§ Task directions:
Copy out the material below with every "lantern" switched to "lamp" and everything else unchanged. Omit the pictures from your answer.

§ Entries:
::::::::

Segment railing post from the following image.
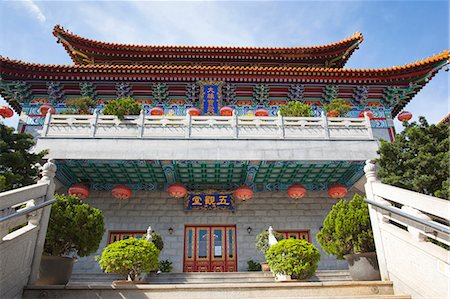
[91,109,98,137]
[138,109,145,138]
[28,159,56,284]
[364,112,373,140]
[277,111,284,139]
[322,112,330,140]
[42,109,52,137]
[364,160,390,280]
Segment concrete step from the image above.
[23,281,410,299]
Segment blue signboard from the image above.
[184,192,234,211]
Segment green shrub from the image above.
[280,101,311,117]
[256,230,284,254]
[44,194,105,257]
[324,99,352,117]
[317,194,375,259]
[159,260,173,272]
[103,98,142,120]
[247,260,261,271]
[266,239,320,279]
[98,238,159,280]
[63,97,95,114]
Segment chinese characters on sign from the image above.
[184,192,234,211]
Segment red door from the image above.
[183,225,237,272]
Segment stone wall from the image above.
[74,191,353,273]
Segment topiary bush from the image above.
[44,194,105,257]
[256,230,284,254]
[103,98,142,120]
[317,194,375,259]
[98,238,159,281]
[324,99,352,117]
[280,101,311,117]
[266,239,320,279]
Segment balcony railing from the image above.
[41,113,373,140]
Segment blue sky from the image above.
[0,0,449,128]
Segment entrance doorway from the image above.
[183,225,237,272]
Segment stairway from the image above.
[23,271,411,299]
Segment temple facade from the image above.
[0,26,449,272]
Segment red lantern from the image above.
[0,106,14,118]
[111,185,133,200]
[327,110,339,117]
[288,184,306,199]
[167,184,187,198]
[358,110,373,119]
[397,111,412,122]
[233,185,253,201]
[220,106,233,116]
[69,184,89,199]
[328,184,347,199]
[186,107,200,116]
[255,108,269,116]
[39,104,56,115]
[150,107,164,115]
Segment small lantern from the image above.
[68,184,89,199]
[39,104,56,115]
[111,185,133,200]
[0,106,14,118]
[328,184,347,199]
[167,184,187,198]
[150,107,164,115]
[358,110,373,119]
[220,106,233,116]
[255,108,269,116]
[288,184,306,199]
[186,107,200,116]
[397,111,412,122]
[233,185,253,201]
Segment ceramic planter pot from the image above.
[344,252,381,280]
[36,255,76,285]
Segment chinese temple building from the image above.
[0,26,450,272]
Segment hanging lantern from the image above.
[186,107,200,116]
[358,110,373,119]
[150,107,164,115]
[220,106,233,116]
[255,108,269,116]
[288,184,306,199]
[69,184,89,199]
[0,106,14,118]
[39,104,56,115]
[397,111,412,122]
[327,110,339,117]
[167,184,187,198]
[111,185,133,200]
[328,184,347,199]
[233,185,253,201]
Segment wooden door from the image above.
[183,225,237,272]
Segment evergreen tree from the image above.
[377,117,450,199]
[0,124,47,192]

::::::::

§ Solution below:
Segment railing post from the following image.
[91,109,98,137]
[138,109,145,138]
[28,159,56,284]
[364,112,373,140]
[277,111,284,139]
[322,112,330,140]
[42,109,52,137]
[364,160,390,280]
Segment concrete step from the image above.
[23,281,410,299]
Segment blue signboard from the image above.
[184,192,234,211]
Segment green shrub from the image above.
[280,101,311,117]
[256,230,284,254]
[44,194,105,257]
[324,99,352,117]
[317,194,375,259]
[159,260,173,272]
[103,98,142,120]
[247,260,261,271]
[266,239,320,279]
[98,238,159,280]
[63,97,95,114]
Segment chinese characters on sign from the image above.
[184,192,234,211]
Segment red door from the image above.
[183,225,237,272]
Segment stone wall from the image above.
[74,191,353,273]
Segment topiary bush from the image above.
[44,194,105,257]
[256,230,284,254]
[103,98,142,120]
[317,194,375,259]
[98,238,159,281]
[324,99,352,117]
[280,101,311,117]
[266,239,320,279]
Segment balcony railing from the image above.
[41,113,373,140]
Segment blue sky from the image above.
[0,0,449,128]
Segment entrance doorway from the image above.
[183,225,237,272]
Segment stairway from the image above.
[23,271,411,299]
Segment temple facade from the image above.
[0,26,449,272]
Segment red lamp from the image above.
[0,106,14,118]
[111,185,133,200]
[327,110,339,117]
[288,184,306,199]
[167,184,187,198]
[358,110,373,119]
[397,111,412,122]
[233,185,253,201]
[220,106,233,116]
[69,184,89,199]
[328,184,347,199]
[186,107,200,116]
[255,108,269,116]
[39,104,56,115]
[150,107,164,115]
Segment small lamp from the image above.
[68,184,89,199]
[39,104,56,115]
[111,185,133,200]
[0,106,14,118]
[328,184,347,199]
[167,184,187,198]
[150,107,164,115]
[358,110,373,119]
[220,106,233,116]
[255,108,269,116]
[288,184,306,199]
[186,107,200,116]
[397,111,412,122]
[233,185,253,201]
Segment ceramic planter pot from the image above.
[344,252,381,280]
[36,255,76,285]
Segment chinese temple building from the image above.
[0,26,450,272]
Segment hanging lamp from the image above.
[186,107,200,116]
[358,110,373,119]
[150,107,164,115]
[220,106,233,116]
[255,108,269,116]
[288,184,306,199]
[69,184,89,199]
[0,106,14,118]
[39,104,56,115]
[397,111,412,122]
[327,110,339,117]
[167,184,187,198]
[111,185,133,200]
[328,184,347,199]
[233,185,253,201]
Segment wooden door from the image above.
[183,225,237,272]
Segment evergreen tree from the image above.
[377,117,450,199]
[0,124,47,192]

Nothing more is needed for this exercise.